■ Task goal: In the records below, change "beige wall" to "cream wall" from the line with "the stair step" up to and including the final line, and reproduce those lines with nothing else altered.

(Data records)
* START *

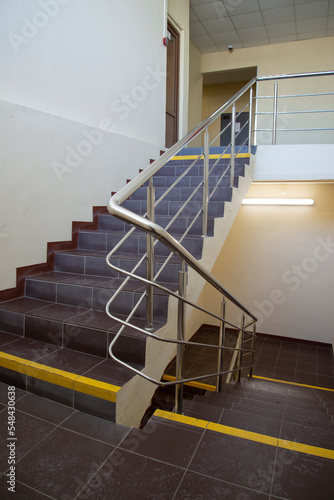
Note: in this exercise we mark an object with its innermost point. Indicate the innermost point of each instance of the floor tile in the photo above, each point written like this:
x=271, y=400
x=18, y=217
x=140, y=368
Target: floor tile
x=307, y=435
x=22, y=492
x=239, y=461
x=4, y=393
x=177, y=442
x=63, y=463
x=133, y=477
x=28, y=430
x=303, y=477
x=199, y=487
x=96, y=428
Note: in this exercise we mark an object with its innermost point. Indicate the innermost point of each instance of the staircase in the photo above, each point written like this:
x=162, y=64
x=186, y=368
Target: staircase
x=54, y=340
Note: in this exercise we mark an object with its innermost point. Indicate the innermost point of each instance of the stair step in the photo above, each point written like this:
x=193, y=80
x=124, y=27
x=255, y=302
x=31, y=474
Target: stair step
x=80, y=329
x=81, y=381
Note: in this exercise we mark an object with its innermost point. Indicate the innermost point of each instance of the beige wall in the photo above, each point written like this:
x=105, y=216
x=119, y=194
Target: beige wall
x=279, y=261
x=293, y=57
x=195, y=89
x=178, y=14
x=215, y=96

* END *

■ Task answer:
Note: in this exercise we mark an object with its innermost point. Indicate the innermost point of each instance of the stair step in the photo above, each point written like this:
x=193, y=80
x=124, y=27
x=255, y=302
x=31, y=474
Target: stair step
x=80, y=329
x=81, y=381
Note: in this exercise we mark an object with its innermost point. Indicate the innermost point of each instance of the cream wall in the photo above, each point written like this:
x=105, y=216
x=119, y=194
Target: cream wall
x=279, y=261
x=293, y=57
x=195, y=89
x=178, y=14
x=215, y=96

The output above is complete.